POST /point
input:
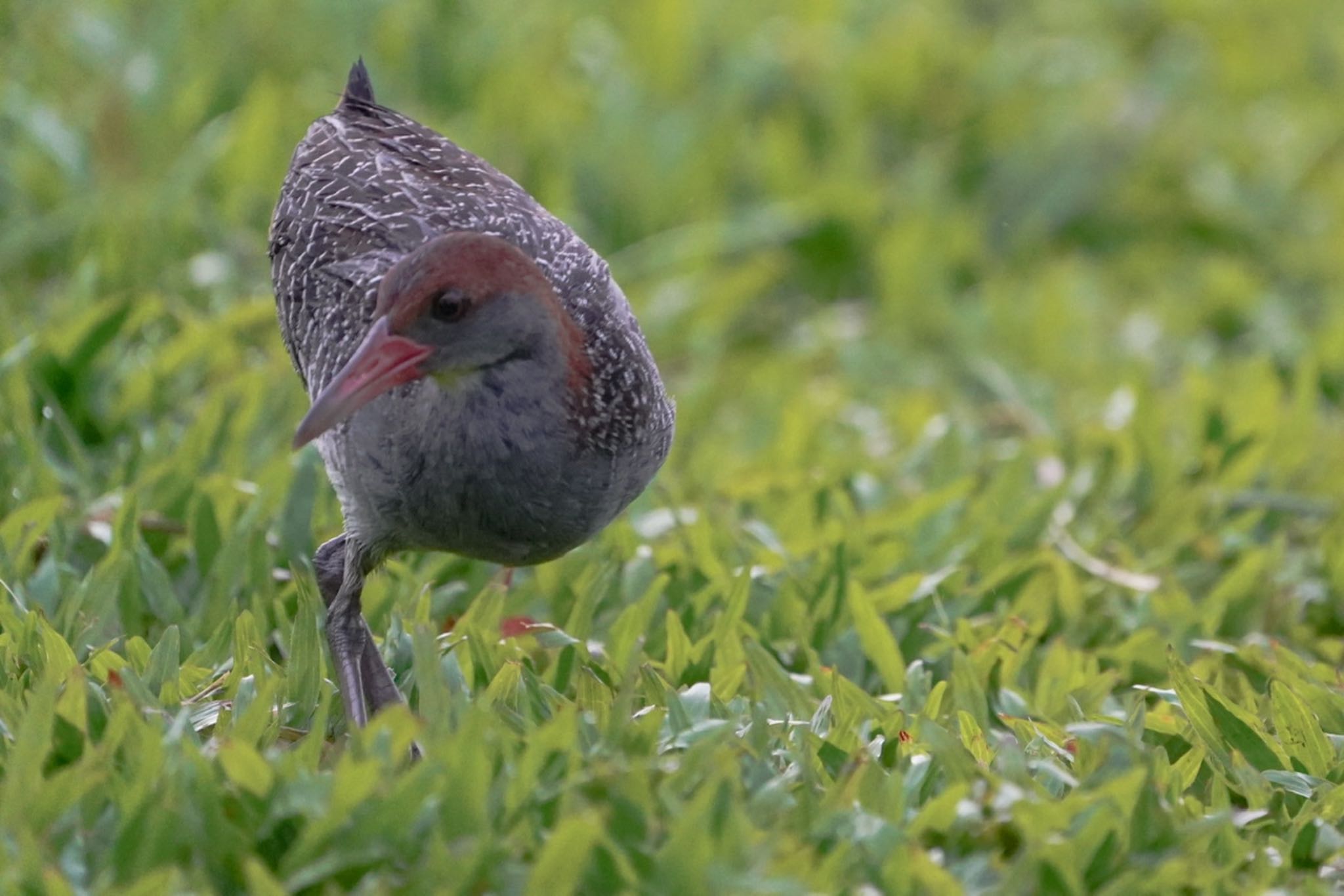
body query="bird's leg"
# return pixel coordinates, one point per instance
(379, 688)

---

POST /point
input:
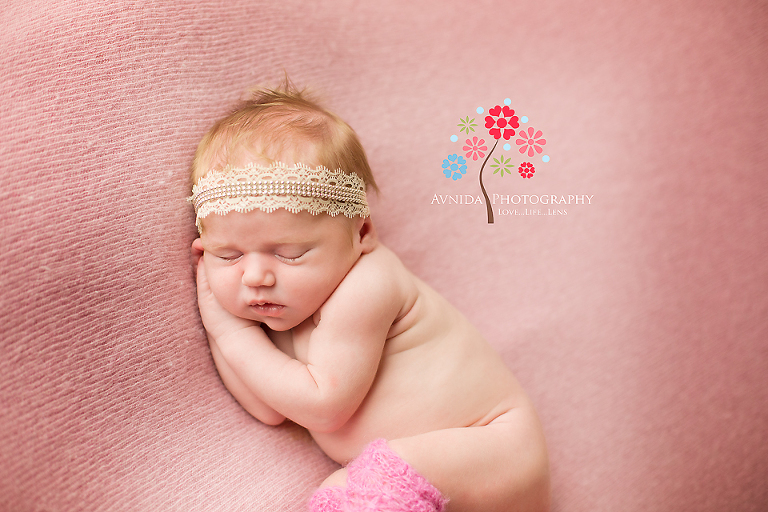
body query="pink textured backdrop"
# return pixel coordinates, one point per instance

WHAT YOU HAVE TO DO:
From the records above, copy each line in which the string "body" occurs.

OUTPUT:
body query="bird's leg"
body query="pink textured backdrop"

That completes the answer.